__Exercise requirements__: Return the whole listing, keeping every character the same.

__Extracted entries__:
☆ ☆ ☆ ☆ ☆ ☆ ☆
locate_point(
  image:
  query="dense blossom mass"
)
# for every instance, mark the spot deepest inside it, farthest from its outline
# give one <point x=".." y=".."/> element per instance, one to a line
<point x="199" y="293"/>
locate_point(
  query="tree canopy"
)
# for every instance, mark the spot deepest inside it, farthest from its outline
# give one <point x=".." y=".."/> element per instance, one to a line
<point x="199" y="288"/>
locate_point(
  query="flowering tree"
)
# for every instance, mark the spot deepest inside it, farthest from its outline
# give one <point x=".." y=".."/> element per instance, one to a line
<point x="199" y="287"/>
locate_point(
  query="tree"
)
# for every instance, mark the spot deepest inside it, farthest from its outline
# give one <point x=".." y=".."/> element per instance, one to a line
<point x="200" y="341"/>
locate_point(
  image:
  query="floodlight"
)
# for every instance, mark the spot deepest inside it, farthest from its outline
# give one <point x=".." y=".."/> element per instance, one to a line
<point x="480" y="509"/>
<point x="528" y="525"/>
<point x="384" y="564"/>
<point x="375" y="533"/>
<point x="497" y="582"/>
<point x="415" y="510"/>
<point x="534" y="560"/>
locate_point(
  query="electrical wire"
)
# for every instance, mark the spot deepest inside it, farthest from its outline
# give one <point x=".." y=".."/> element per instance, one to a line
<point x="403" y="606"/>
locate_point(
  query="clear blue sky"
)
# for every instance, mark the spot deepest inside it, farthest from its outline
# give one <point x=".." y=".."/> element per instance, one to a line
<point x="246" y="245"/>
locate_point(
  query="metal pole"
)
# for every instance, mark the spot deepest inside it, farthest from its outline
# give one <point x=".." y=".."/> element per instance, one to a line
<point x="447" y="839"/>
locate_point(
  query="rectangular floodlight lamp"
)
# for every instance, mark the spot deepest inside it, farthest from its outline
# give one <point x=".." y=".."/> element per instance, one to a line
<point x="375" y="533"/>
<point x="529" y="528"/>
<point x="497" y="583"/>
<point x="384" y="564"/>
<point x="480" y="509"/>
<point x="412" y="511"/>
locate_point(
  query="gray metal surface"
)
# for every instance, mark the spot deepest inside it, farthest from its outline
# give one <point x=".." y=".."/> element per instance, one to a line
☆ ☆ ☆ ☆ ☆ ☆ ☆
__Written reply__:
locate_point(
  image:
  query="dense blossom mass"
)
# for every instance, mark the spot deepest inside it, farthest from its outline
# give one <point x=".." y=".."/> element per instance, one to a line
<point x="199" y="293"/>
locate_point(
  query="tree canopy"
)
# for every instance, mark the spot deepest inside it, farthest from its outline
# give one <point x=".." y=".."/> element per instance, one to a line
<point x="199" y="288"/>
locate_point(
  query="flowering tree"
)
# for every instance, mark the spot deepest inside it, farthest from its outline
# give one <point x=".." y=".."/> element per instance, one to a line
<point x="199" y="287"/>
locate_point(
  query="tree"
)
# for every instance, mark the spot deepest inside it, farthest from its outline
# give one <point x=".." y=".."/> element per instance, one to a line
<point x="200" y="341"/>
locate_point(
  image:
  query="floodlight"
)
# for every instance, mark the spot deepest inside it, farthest from its outline
# give one <point x=".." y=".."/> element per instance, one to a line
<point x="480" y="509"/>
<point x="528" y="525"/>
<point x="384" y="564"/>
<point x="375" y="533"/>
<point x="497" y="582"/>
<point x="415" y="510"/>
<point x="534" y="560"/>
locate_point(
  query="electrical wire"
)
# for every instance, mark the spot deepest inside it, farthest from its outline
# give one <point x=".." y=".."/> element per instance, one to a line
<point x="403" y="606"/>
locate_point(
  query="clear blue sky"
)
# for every instance, mark the spot deepest inside it, farthest from its outline
# give one <point x=".." y=".."/> element per instance, one to a line
<point x="246" y="245"/>
locate_point(
  query="metal pole"
)
# for every instance, mark the spot deepest inside it, farthest from its outline
# give one <point x=".." y=".."/> element per instance, one to a line
<point x="447" y="839"/>
locate_point(
  query="rectangular floodlight lamp"
)
# for every instance, mark the spot deepest inside it, farthest from its outline
# give one <point x=".." y=".."/> element per instance, one to a line
<point x="375" y="533"/>
<point x="529" y="528"/>
<point x="497" y="583"/>
<point x="384" y="564"/>
<point x="480" y="509"/>
<point x="412" y="511"/>
locate_point(
  query="gray metal surface"
)
# for every instance, mark the spot deepest inside it, farthest from its outline
# give one <point x=".." y=".."/> element per instance, one to a line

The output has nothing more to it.